--- SUPPLIED RECORDS Enclosed Below ---

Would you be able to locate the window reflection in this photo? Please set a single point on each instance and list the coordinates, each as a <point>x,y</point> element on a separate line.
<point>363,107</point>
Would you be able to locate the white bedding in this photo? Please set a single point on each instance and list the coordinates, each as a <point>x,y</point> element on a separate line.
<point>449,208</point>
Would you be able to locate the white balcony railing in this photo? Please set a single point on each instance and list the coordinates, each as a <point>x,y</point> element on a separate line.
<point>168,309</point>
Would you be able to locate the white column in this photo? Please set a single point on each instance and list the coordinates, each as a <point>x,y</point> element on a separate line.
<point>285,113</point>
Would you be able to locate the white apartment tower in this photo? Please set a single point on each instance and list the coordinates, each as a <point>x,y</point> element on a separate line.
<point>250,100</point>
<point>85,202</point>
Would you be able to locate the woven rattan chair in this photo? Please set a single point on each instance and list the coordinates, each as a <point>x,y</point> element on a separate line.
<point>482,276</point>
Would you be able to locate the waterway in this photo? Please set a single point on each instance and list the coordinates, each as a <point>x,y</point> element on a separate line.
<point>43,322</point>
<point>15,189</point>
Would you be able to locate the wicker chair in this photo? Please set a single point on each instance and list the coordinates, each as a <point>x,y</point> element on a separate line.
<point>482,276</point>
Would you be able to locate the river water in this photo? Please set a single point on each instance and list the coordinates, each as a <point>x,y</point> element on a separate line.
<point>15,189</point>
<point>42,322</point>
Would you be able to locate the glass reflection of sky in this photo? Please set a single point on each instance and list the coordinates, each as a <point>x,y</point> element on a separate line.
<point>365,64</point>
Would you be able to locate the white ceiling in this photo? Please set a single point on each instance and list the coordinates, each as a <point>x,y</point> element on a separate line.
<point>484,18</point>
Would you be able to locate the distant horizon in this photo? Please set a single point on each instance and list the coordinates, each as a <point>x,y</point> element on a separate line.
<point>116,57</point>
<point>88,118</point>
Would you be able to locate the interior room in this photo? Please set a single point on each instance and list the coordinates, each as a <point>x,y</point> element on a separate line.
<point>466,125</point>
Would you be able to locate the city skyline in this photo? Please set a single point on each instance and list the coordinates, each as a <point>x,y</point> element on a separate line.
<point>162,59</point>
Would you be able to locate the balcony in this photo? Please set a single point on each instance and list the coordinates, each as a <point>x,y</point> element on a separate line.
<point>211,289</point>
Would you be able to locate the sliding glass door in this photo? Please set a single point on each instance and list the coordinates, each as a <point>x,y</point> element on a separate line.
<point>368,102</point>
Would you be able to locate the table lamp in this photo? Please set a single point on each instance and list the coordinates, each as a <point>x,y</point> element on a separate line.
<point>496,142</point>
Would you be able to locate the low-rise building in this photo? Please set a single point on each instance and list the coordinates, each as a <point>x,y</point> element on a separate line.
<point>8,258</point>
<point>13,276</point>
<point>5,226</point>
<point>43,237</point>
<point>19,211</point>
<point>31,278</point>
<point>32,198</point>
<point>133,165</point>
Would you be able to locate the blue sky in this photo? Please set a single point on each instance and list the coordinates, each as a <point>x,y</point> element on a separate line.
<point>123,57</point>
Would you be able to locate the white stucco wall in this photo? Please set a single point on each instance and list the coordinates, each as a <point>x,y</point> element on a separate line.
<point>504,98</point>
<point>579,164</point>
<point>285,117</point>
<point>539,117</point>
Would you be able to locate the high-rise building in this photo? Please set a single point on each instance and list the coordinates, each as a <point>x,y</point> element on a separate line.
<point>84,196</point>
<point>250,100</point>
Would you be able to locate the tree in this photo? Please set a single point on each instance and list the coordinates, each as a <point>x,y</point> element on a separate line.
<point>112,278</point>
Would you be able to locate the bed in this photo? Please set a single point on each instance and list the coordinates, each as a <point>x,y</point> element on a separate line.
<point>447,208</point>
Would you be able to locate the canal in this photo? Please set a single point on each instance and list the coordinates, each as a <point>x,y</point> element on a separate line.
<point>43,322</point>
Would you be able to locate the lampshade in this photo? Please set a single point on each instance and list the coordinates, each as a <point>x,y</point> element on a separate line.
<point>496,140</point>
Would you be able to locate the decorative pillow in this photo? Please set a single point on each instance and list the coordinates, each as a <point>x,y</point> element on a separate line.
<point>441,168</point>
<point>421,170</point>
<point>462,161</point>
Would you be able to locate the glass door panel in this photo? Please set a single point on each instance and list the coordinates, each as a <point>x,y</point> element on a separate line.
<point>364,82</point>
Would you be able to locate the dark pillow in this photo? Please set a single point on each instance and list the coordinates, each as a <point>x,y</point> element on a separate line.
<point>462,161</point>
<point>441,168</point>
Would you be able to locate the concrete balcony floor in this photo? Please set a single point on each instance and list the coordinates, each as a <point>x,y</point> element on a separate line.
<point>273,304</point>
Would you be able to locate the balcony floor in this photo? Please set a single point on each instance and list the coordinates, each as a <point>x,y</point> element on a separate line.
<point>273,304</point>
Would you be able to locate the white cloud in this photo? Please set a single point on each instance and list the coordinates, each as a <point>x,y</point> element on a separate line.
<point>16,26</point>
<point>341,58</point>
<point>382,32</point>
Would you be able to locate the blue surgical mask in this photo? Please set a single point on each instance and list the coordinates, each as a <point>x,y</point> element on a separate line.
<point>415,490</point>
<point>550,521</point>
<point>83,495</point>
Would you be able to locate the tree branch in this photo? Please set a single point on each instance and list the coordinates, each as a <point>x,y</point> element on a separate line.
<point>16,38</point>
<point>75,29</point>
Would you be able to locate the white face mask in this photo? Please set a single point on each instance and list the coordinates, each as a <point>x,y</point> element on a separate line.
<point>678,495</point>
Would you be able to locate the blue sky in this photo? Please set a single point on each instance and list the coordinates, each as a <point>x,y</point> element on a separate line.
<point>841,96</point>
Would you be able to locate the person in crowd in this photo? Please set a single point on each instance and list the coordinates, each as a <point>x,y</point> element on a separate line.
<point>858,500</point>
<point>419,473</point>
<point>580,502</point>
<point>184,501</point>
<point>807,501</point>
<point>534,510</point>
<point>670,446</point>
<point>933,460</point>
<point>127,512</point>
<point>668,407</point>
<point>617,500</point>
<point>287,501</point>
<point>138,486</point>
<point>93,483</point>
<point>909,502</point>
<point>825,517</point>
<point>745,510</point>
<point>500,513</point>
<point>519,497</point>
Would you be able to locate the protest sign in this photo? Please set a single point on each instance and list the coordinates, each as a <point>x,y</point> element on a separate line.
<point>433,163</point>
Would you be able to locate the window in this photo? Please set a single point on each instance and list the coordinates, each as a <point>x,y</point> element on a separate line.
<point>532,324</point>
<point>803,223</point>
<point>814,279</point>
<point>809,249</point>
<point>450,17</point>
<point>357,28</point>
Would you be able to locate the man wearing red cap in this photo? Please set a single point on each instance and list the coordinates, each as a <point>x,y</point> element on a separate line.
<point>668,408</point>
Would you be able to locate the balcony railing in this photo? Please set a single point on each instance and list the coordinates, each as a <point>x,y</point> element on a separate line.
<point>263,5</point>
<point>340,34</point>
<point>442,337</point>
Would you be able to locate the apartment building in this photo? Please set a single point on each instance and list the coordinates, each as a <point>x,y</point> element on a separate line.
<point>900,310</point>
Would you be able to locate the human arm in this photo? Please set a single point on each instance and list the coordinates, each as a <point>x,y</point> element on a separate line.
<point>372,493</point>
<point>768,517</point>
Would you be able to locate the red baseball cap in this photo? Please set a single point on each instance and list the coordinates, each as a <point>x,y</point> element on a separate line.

--- End of Enclosed SUPPLIED RECORDS ---

Output each entry exactly. Leave none out.

Would you be able to locate the window reflection in this photo? Please set a single point on each instance and list the coordinates, each as a <point>x,y</point> element on a separate line.
<point>363,107</point>
Would you be able to locate the white bedding in this photo? Please set a single point on each instance and list the coordinates, each as a <point>x,y</point> element on a separate line.
<point>449,208</point>
Would you be able to locate the white balcony railing in this photo? Please set a single point on each instance and list the coordinates, each as a <point>x,y</point> element on a separate line.
<point>168,309</point>
Would you be able to locate the white column in this photo? Please set a single point on each instance and list the coordinates, each as a <point>x,y</point> element on a separate line.
<point>285,113</point>
Would you be able to locate the white apartment tower in this photo? Please set a single point on each instance and list the coordinates, each as a <point>x,y</point> element on a separate line.
<point>250,100</point>
<point>85,202</point>
Would you be able to locate the woven rattan chair in this photo? Please set a single point on each instance and list the coordinates, each as a <point>x,y</point> element on a separate line.
<point>482,276</point>
Would you be able to locate the waterway in this photo? Please set a single point on each instance and list the coordinates, each as a <point>x,y</point> element on a separate line.
<point>43,322</point>
<point>15,189</point>
Would you be able to locate the wicker chair in this photo? Please set a single point on each instance and list the coordinates, each as a <point>x,y</point> element on a separate line.
<point>482,276</point>
Would you be able to locate the river water in this photo? Please set a single point on each instance and list the coordinates, each as a <point>x,y</point> element on a separate line.
<point>15,189</point>
<point>42,322</point>
Would you be able to locate the glass reflection of sky in this photo? Please set a single point on each instance and list the coordinates, each as a <point>x,y</point> element on a separate line.
<point>365,64</point>
Would you be able to locate the white ceiling in this photo? Please set a single point on each instance and list the coordinates, each as a <point>x,y</point> element on a separate line.
<point>484,18</point>
Would you be able to locate the distant horizon in this photo? Please set a single point on each instance and list the coordinates, each as a <point>x,y</point> element on a separate line.
<point>116,57</point>
<point>88,118</point>
Would you be able to locate the interior room in this photo? Please set a single point on each instance and list the coordinates, each as a <point>x,y</point> element on a separate line.
<point>466,125</point>
Would you be able to locate the city skyline in this photo? Please set a single point on each instance and list the coordinates, each as a <point>x,y</point> element on a separate line.
<point>162,59</point>
Would you be able to locate the balcony in this photo? Please set a single point on each instance and list the coordinates, each as a <point>x,y</point> element on a separate line.
<point>211,289</point>
Would you be able to locate the sliding glass door in this photo? Please set a single point on each instance and list the coordinates, each as a <point>x,y</point> element on a separate line.
<point>368,102</point>
Would you be able to locate the table lamp in this photo? Please set a single point on each instance and list the coordinates, each as a <point>x,y</point> element on a separate line.
<point>496,142</point>
Would you be able to locate the low-rise building in this photo? Please set a single point on each instance and list the coordinates, each as a <point>x,y</point> element on a separate line.
<point>8,258</point>
<point>13,276</point>
<point>5,226</point>
<point>43,237</point>
<point>19,211</point>
<point>31,278</point>
<point>32,198</point>
<point>133,165</point>
Would you be able to locate the blue sky in this photo? Please set a single point on each instance and list the coordinates, each as a <point>x,y</point> element on a separate line.
<point>123,57</point>
Would you be able to locate the white stucco wall in this photo? Please set a single point on each instance and list the coordinates, each as a <point>x,y</point> element on a separate line.
<point>504,98</point>
<point>579,164</point>
<point>285,117</point>
<point>539,117</point>
Would you be able to locate the high-rise building in this photo? Please set a single point on each instance and list the coordinates, each as a <point>x,y</point> element on a separate line.
<point>84,196</point>
<point>250,100</point>
Would you be able to locate the tree in this photo? Please set a single point on each instance and list the coordinates, each as a <point>x,y</point> element on a separate line.
<point>112,278</point>
Would you be able to locate the bed in this photo? Please set a single point on each instance and list the coordinates, each as a <point>x,y</point> element on a separate line.
<point>447,208</point>
Would you be able to locate the canal in this photo? Please set a single point on each instance and list the coordinates, each as a <point>x,y</point> element on a separate line.
<point>43,322</point>
Would you be able to locate the lampshade in this photo? Please set a single point on each instance and list the coordinates, each as a <point>x,y</point> element on a separate line.
<point>496,140</point>
Would you be able to locate the decorative pillow in this photo? Please set a single point on each instance and list the coordinates, each as a <point>x,y</point> element on a separate line.
<point>441,168</point>
<point>421,170</point>
<point>462,161</point>
Would you be able to locate the glass door panel in this photo? Please set a single point on each instance and list the coordinates, each as a <point>x,y</point> element on a separate line.
<point>364,82</point>
Would you be able to locate the dark pillow in this photo? Please set a single point on each instance and list the coordinates, each as a <point>x,y</point> element on a separate line.
<point>462,161</point>
<point>441,168</point>
Would you be able to locate the concrete balcony floor in this photo? Please set a single point on each instance and list the coordinates, each as a <point>x,y</point> element on a separate line.
<point>273,304</point>
Would you be able to locate the balcony floor in this photo? Please set a single point on each instance and list the coordinates, each as a <point>x,y</point> element on a separate line.
<point>273,304</point>
Would you be able to locate the white cloud in this photo? Please set a single point on each instance and list the coordinates, each as a <point>x,y</point> element on a separate line.
<point>16,26</point>
<point>341,58</point>
<point>382,32</point>
Would you be able to locate the blue surgical mask in this photo? Please set a single point on each instance and list the coordinates, each as a <point>x,y</point> element on a separate line.
<point>415,490</point>
<point>550,521</point>
<point>83,495</point>
Would you be able to locate the tree branch in this photo? Please set a single point on each instance and list the coordinates, each as a <point>x,y</point> element on a separate line.
<point>16,38</point>
<point>75,29</point>
Would you be able to locate the white face mask in this photo? Please set a single point on each instance and list the coordinates, each as a <point>x,y</point> element on a separate line.
<point>678,495</point>
Would you be able to locate the blue sky in this photo? Please set a single point on each instance and list the coordinates, each as a <point>x,y</point> element on a separate line.
<point>841,96</point>
Would you be able to locate the person in crowd in this photo? Please set a single point on each instance and list the coordinates, each as a <point>x,y</point> element on a separate line.
<point>858,500</point>
<point>419,473</point>
<point>580,502</point>
<point>184,501</point>
<point>807,501</point>
<point>534,510</point>
<point>670,446</point>
<point>933,460</point>
<point>127,512</point>
<point>668,407</point>
<point>617,500</point>
<point>287,501</point>
<point>138,486</point>
<point>93,483</point>
<point>909,502</point>
<point>825,517</point>
<point>745,510</point>
<point>500,513</point>
<point>519,497</point>
Would you be able to locate the protest sign in this photo? Please set a single point on each instance and list the coordinates, each as a <point>x,y</point> element on a separate line.
<point>433,163</point>
Would you be able to locate the window in this photo? Please set a single point on each instance and list the coordinates, each as a <point>x,y</point> element on a separate line.
<point>532,324</point>
<point>803,223</point>
<point>814,279</point>
<point>809,249</point>
<point>450,17</point>
<point>357,28</point>
Would you be able to locate the man wearing red cap in this photo? Please set a single point on each instance and list the coordinates, each as a <point>x,y</point> element on a separate line.
<point>668,408</point>
Would you be able to locate the balcony railing in this photo? Please set a single point on each instance and list the coordinates, each as a <point>x,y</point> element on a separate line.
<point>263,5</point>
<point>340,34</point>
<point>442,337</point>
Would you be able to locate the apartment building in this photo? Please set a single point on each instance and list the coordinates, each as a <point>x,y</point> element on a separate line.
<point>900,310</point>
Would you be able to locate the human arm in this photo? Please set a single point on each instance and list the coordinates, each as a <point>x,y</point> element on a separate line.
<point>372,493</point>
<point>768,517</point>
Would you be able to locate the red baseball cap in this photo? Please set a single point on each instance and list the coordinates, each as a <point>x,y</point> element on a separate line.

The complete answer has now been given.